→ **Jobs**
1 - According to the review of Kids of the Crick and Where It Goes, who leads the four kids on a wild trip?
2 - List every being, human or animal, that the four kids meet on their adventure as described in the review of Kids of the Crick and Where It Goes.
3 - In the review, rewrite the part that opens with the words "Kids of the" and closes with "are lacking here.", changing "lions" to "bears".

→ **Supplied text**
◆ ◆ ◆ ◆ ◆ ◆ ◆
Kids of the Crick and Where It Goes is a children’s fantasy involving four young protagonists on an adventure.
In this story, four young kids set out on a hike to explore a nearby creek (the “crick” of the title). When one tumbles down a hill, the others follow, and they encounter a mountain man who leads them on a wild trip through his cave, under the sea and over the hills. They swim underwater with mermaids, climb a mountain (and talk) with lions, and shrink down to insect size in order to hang with some potato bugs. The next day, none of them are sure if it was real or a dream.
Writing for young readers can set an author’s imagination free. However, a story must be consistent and follow a logical structure, even if it’s a fantasy. Such qualities are lacking here.
◆ ◆ ◆ ◆ ◆ ◆ ◆
→ **Material**
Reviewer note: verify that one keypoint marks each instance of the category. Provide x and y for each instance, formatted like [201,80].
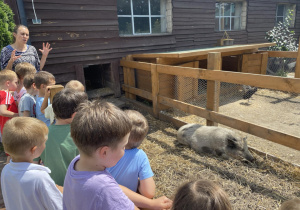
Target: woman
[19,51]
◆ ◆ ◆ ◆ ◆ ◆ ◆
→ **Responses by task**
1 - A mountain man.

2 - A mountain man, mermaids, lions, potato bugs

3 -
Kids of the Crick and Where It Goes is a children’s fantasy involving four young protagonists on an adventure.
In this story, four young kids set out on a hike to explore a nearby creek (the “crick” of the title). When one tumbles down a hill, the others follow, and they encounter a mountain man who leads them on a wild trip through his cave, under the sea and over the hills. They swim underwater with mermaids, climb a mountain (and talk) with bears, and shrink down to insect size in order to hang with some potato bugs. The next day, none of them are sure if it was real or a dream.
Writing for young readers can set an author’s imagination free. However, a story must be consistent and follow a logical structure, even if it’s a fantasy. Such qualities are lacking here.